GOAL => Please rewrite the material starting at its beginning and ending at the line containing "139L90 130L97 129L102", replacing "terracotta roof tile" with "clay roof tile" everywhere it appears and keeping everything else the same. Leave the pictures out of your answer.

THE DATA =>
## begin

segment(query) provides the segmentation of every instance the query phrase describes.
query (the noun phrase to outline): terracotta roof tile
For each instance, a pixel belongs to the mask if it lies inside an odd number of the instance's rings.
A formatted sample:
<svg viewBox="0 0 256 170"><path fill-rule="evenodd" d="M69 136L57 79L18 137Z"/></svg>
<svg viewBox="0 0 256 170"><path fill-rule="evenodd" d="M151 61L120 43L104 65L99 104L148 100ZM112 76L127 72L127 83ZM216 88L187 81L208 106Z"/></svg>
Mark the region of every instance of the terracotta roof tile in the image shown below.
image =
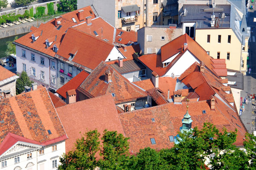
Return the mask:
<svg viewBox="0 0 256 170"><path fill-rule="evenodd" d="M67 91L72 89L76 90L84 80L87 78L88 76L89 76L88 73L84 70L82 71L75 77L58 89L56 93L66 99L67 97L66 94Z"/></svg>
<svg viewBox="0 0 256 170"><path fill-rule="evenodd" d="M77 139L90 130L97 129L102 135L105 129L124 134L111 95L67 105L56 110L69 138L66 141L66 153L74 148Z"/></svg>

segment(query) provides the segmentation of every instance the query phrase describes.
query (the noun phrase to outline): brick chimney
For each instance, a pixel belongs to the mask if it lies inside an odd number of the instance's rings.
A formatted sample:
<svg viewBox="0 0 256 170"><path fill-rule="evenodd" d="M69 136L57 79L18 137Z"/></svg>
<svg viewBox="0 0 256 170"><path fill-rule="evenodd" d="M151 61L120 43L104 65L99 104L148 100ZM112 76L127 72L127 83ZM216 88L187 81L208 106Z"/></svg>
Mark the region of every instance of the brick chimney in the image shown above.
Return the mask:
<svg viewBox="0 0 256 170"><path fill-rule="evenodd" d="M111 76L112 74L110 71L108 70L106 70L106 71L105 71L105 81L108 83L111 81Z"/></svg>
<svg viewBox="0 0 256 170"><path fill-rule="evenodd" d="M204 63L203 62L200 62L200 72L204 73Z"/></svg>
<svg viewBox="0 0 256 170"><path fill-rule="evenodd" d="M119 67L122 67L122 59L121 57L118 58L118 66Z"/></svg>
<svg viewBox="0 0 256 170"><path fill-rule="evenodd" d="M215 99L214 99L212 95L211 96L210 100L210 108L211 108L211 110L215 110Z"/></svg>
<svg viewBox="0 0 256 170"><path fill-rule="evenodd" d="M84 11L83 9L81 9L78 11L78 19L79 21L81 20L84 20Z"/></svg>
<svg viewBox="0 0 256 170"><path fill-rule="evenodd" d="M70 90L66 92L66 103L70 104L76 102L76 92L75 89Z"/></svg>
<svg viewBox="0 0 256 170"><path fill-rule="evenodd" d="M59 16L55 17L55 26L57 27L58 25L60 24L62 20L62 16Z"/></svg>
<svg viewBox="0 0 256 170"><path fill-rule="evenodd" d="M181 102L182 100L182 91L181 91L173 92L173 102Z"/></svg>
<svg viewBox="0 0 256 170"><path fill-rule="evenodd" d="M87 25L90 26L90 25L92 25L92 17L87 17L86 18L85 18L85 20L86 23L87 23Z"/></svg>
<svg viewBox="0 0 256 170"><path fill-rule="evenodd" d="M152 81L155 88L158 87L158 79L159 76L154 71L152 72Z"/></svg>

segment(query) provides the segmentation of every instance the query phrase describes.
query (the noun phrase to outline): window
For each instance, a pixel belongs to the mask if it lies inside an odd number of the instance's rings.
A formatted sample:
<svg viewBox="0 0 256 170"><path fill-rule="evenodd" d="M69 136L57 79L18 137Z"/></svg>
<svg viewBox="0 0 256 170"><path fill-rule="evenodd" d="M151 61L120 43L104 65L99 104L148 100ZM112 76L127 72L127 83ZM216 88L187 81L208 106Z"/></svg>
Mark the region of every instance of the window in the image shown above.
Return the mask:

## end

PROBLEM SOLUTION =>
segment(query) provides the segmentation of every instance the query phrase describes.
query (the noun phrase to outline): clay roof tile
For each instance, a pixel belongs to the mask if it lies inside an odd number of the instance's rings.
A formatted sample:
<svg viewBox="0 0 256 170"><path fill-rule="evenodd" d="M69 136L57 79L18 137Z"/></svg>
<svg viewBox="0 0 256 170"><path fill-rule="evenodd" d="M151 61L120 43L104 65L99 104L148 100ZM112 76L127 72L127 83ZM216 88L187 81L208 106Z"/></svg>
Mark the region of every instance of the clay roof tile in the image shown below.
image =
Return the mask:
<svg viewBox="0 0 256 170"><path fill-rule="evenodd" d="M67 91L72 89L76 90L84 80L87 78L88 76L89 76L88 73L84 70L82 71L75 77L58 89L56 93L66 99L67 97L66 94Z"/></svg>
<svg viewBox="0 0 256 170"><path fill-rule="evenodd" d="M77 139L90 130L97 129L102 135L105 129L124 134L111 95L67 105L56 110L69 138L66 141L66 153L74 148Z"/></svg>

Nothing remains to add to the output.